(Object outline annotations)
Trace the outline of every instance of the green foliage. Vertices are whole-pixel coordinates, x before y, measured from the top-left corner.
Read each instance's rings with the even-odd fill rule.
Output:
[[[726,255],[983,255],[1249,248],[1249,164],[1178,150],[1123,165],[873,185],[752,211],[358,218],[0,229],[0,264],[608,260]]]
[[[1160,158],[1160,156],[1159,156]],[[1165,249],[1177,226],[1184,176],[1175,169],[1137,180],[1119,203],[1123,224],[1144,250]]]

Instructions to follow: Please rewrite the lines of all the records, swapping "foliage" for "vegetation" and leaving everything else unchanged.

Solved exercise:
Trace the outline of every instance of the green vegetation. Vertices are whole-pixel coordinates, x before y, measured from the top-left corner.
Read each instance's rings with the even-odd fill rule.
Output:
[[[726,255],[983,255],[1249,248],[1249,164],[1178,150],[1123,165],[873,185],[752,211],[358,218],[0,229],[0,264],[608,260]]]
[[[1160,158],[1160,156],[1159,156]],[[1165,249],[1177,226],[1184,176],[1175,169],[1137,180],[1119,203],[1123,224],[1144,250]]]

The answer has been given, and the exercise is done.